*Document passage*
Forex today showed little respite from risk-off sentiment with minor corrections in risk-FX in the U.S. following optimistic trade headlines, albeit prices meeting resistance as investors remain on the sidelines, invested elsewhere. Risk FX remains subdued, U.S. yields fell, stabilising in New York, and the Yen remained on the front-foot in London, dropping back in the U.S.  The US 10 year  treasury yield dropped  from 2.42% to 2.36% and the 2yr yield fell from 2.21% to 2.14% until  the tariff news caused both to recover a  few bps.

The dollar was left to its own accord overnight, treading water in familiar ranges while the usual suspects struggled to maintain form, already suffering a hangover from the start of the week’s stock market rout and beaten down again in European markets, until the U.S. the session came to the rescue.  Reports that the U.S. would postpone by 180 days a decision on tariffs on EU and Japan car imports, as well as the noise of a U.S. delegation being assigned to a trip to Beijing to continue trade talks, helped lift the mood on Wall Street with stock benchmarks bouncing off their opening lows.  

  • The DJIA, added approximately 116 points or 0.5% to 25,648.
  • S&P 500, added 0.6% or around 17 points higher to 2,851.
  • Nasdaq Composite index climbed 1.1%, or 88 points, to 7,822.

*Exercise a*
Reproduce word for word the part of the forex market report between "Forex today showed" and "a  few bps.", inclusive.

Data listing
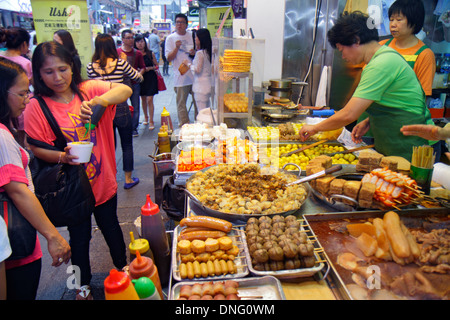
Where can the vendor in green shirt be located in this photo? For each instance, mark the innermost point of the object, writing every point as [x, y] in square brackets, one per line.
[389, 90]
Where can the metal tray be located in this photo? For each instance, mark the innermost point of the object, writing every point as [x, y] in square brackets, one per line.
[288, 274]
[260, 288]
[240, 261]
[236, 218]
[335, 278]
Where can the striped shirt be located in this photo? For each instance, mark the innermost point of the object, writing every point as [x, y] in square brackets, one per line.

*Exercise b*
Please quote the records from the line holding "Where can the metal" through the last line of the records, both included.

*Solution a*
Forex today showed little respite from risk-off sentiment with minor corrections in risk-FX in the U.S. following optimistic trade headlines, albeit prices meeting resistance as investors remain on the sidelines, invested elsewhere. Risk FX remains subdued, U.S. yields fell, stabilising in New York, and the Yen remained on the front-foot in London, dropping back in the U.S.  The US 10 year  treasury yield dropped  from 2.42% to 2.36% and the 2yr yield fell from 2.21% to 2.14% until  the tariff news caused both to recover a  few bps.

*Solution b*
Where can the metal tray be located in this photo? For each instance, mark the innermost point of the object, writing every point as [x, y] in square brackets, one per line.
[288, 274]
[260, 288]
[240, 261]
[236, 218]
[335, 278]
Where can the striped shirt be located in this photo? For each instance, mark the innermost point of the object, writing every point as [x, y] in square brackets, one per line.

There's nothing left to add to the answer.